Copy the entries from the line that contains "# point at: red" through the line that contains "x=648, y=357", and output only those lines. Multiply each x and y coordinate that comes after the "Target:" line by 1.55, round to whole numbers with halves rounded up, and leave every other line unchanged.

^^^^^^^^^^^^^^^^

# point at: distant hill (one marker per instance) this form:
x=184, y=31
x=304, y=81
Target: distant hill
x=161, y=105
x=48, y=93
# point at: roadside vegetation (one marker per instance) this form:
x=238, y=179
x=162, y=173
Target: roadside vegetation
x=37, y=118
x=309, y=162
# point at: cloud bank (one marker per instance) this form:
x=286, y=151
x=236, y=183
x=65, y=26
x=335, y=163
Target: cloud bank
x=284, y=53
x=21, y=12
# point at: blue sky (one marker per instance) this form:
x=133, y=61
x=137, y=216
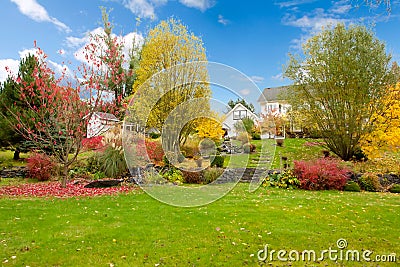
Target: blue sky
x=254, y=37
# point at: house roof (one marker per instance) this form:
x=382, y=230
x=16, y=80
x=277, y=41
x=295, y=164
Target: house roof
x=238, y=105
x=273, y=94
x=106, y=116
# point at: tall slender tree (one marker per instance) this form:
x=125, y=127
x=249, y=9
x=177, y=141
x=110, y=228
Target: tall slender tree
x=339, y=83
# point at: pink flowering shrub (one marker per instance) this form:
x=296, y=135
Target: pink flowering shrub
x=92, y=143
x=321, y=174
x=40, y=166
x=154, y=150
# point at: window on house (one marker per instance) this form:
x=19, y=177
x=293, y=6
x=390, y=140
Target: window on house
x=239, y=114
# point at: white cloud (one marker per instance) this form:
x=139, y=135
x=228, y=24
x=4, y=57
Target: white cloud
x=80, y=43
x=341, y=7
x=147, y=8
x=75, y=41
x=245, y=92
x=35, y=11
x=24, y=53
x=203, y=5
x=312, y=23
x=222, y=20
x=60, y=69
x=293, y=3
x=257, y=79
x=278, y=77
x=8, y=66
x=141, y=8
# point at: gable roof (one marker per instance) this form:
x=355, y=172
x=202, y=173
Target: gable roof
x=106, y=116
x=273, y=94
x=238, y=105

^^^^^^^^^^^^^^^^

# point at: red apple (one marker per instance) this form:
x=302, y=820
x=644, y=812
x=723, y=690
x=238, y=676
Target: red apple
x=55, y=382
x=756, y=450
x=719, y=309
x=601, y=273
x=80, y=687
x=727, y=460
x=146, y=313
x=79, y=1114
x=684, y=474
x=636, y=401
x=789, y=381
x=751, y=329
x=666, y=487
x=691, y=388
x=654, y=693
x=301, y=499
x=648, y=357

^^^^^^^^^^^^^^^^

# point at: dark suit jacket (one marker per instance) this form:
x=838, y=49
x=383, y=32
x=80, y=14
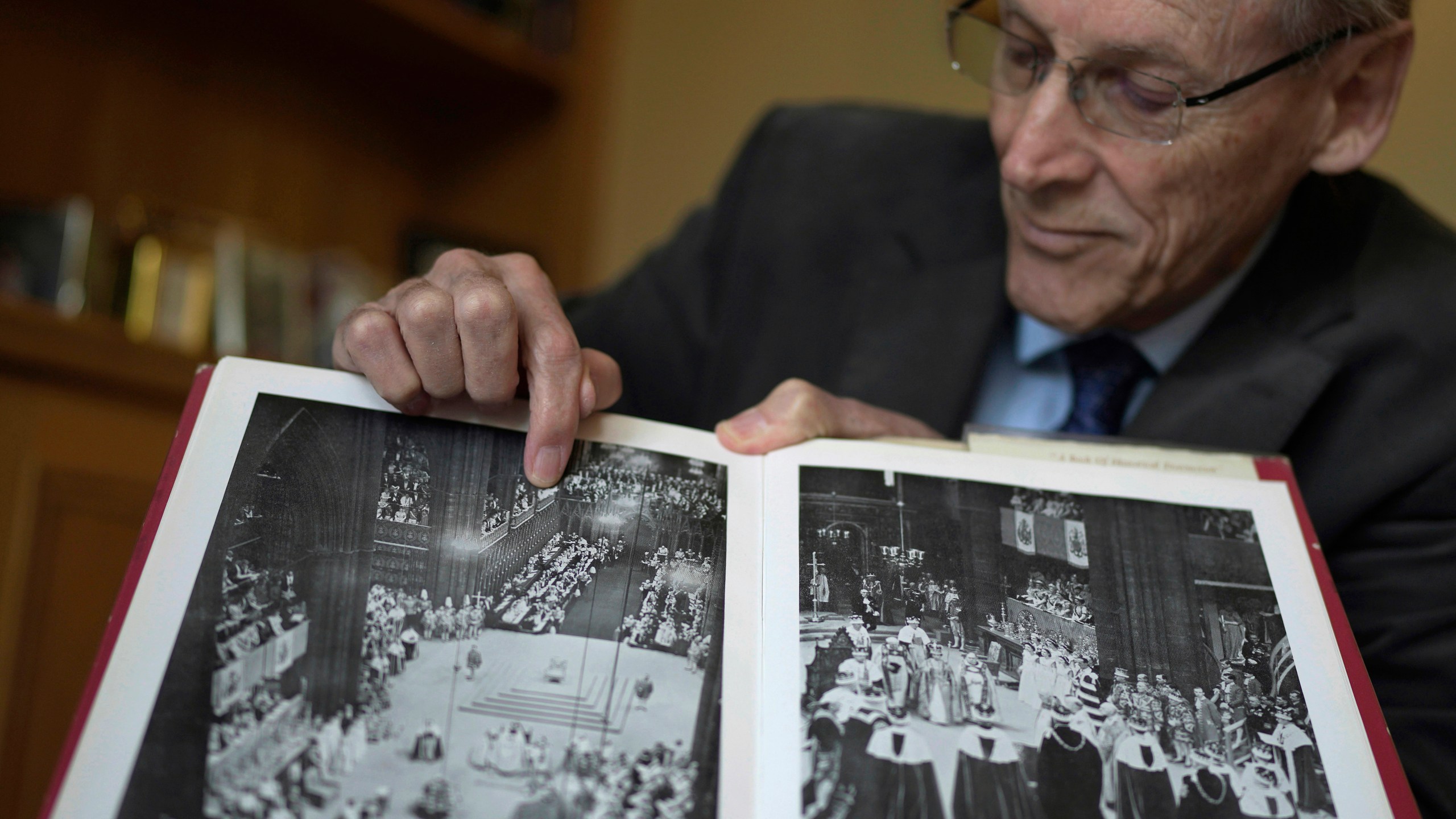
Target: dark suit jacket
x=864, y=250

^^^^^^^^^^^^^^^^

(Exercise response):
# point at: red apple (one marker per instance) this form:
x=302, y=820
x=644, y=812
x=723, y=690
x=238, y=676
Target: red apple
x=85, y=592
x=1172, y=698
x=1114, y=479
x=932, y=423
x=124, y=1065
x=1127, y=713
x=226, y=485
x=122, y=1727
x=1060, y=735
x=986, y=622
x=1223, y=591
x=1164, y=510
x=1032, y=755
x=1071, y=601
x=1014, y=1074
x=467, y=773
x=1004, y=553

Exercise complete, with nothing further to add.